**YOUR INSTRUCTIONS:** Your answer must consist of exactly the lines below, starting with the line with "Target: floating wooden shelf" and going on through the line with "Confirm every instance of the television", and nothing else.

##### WORKING DATA

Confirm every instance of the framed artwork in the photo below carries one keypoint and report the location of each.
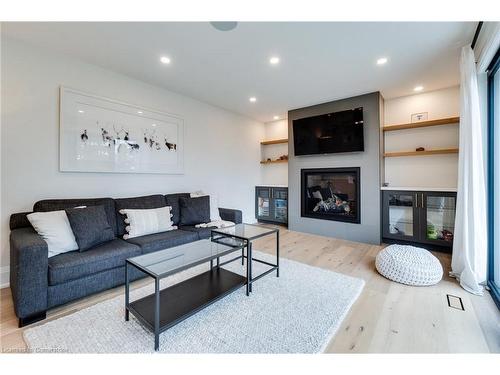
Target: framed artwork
(417, 117)
(103, 135)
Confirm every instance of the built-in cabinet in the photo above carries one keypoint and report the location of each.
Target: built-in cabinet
(425, 217)
(271, 204)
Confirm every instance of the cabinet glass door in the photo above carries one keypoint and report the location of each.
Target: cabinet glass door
(280, 205)
(439, 217)
(263, 203)
(400, 216)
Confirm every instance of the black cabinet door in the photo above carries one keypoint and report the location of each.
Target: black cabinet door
(263, 205)
(279, 205)
(438, 218)
(400, 215)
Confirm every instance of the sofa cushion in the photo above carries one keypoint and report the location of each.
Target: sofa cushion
(202, 233)
(63, 204)
(90, 226)
(145, 202)
(76, 264)
(163, 240)
(195, 210)
(173, 201)
(19, 220)
(147, 221)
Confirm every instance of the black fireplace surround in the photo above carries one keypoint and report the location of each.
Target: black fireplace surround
(331, 194)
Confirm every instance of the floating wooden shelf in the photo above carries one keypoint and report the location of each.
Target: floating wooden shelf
(420, 153)
(443, 121)
(274, 142)
(273, 161)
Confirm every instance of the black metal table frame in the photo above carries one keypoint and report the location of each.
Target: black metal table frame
(245, 243)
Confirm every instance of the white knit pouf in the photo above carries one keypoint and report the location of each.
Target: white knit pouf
(409, 265)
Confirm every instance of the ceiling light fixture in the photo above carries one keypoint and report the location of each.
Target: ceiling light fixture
(275, 60)
(165, 60)
(224, 26)
(382, 61)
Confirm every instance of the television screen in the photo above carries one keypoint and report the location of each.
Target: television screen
(330, 133)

##########

**EXERCISE RESPONSE:**
Target: floating wooden shelf
(420, 153)
(443, 121)
(274, 142)
(273, 161)
Confirm every instance of the black metal table frame in the photo above carries one keypoint and report the location of each.
Target: black metal table frame
(245, 243)
Confirm every instance of the white knit pouf in the photo above carries one keypoint and report the location of each.
Target: white knit pouf
(409, 265)
Confirm every instance of the ceiling light fixture in the photo above carries one keypoint and report the location of each.
Target: ceiling light fixture
(275, 60)
(165, 60)
(224, 26)
(382, 61)
Confirm every instance of the television screen in the photo above carries one keypoint and report the location of each.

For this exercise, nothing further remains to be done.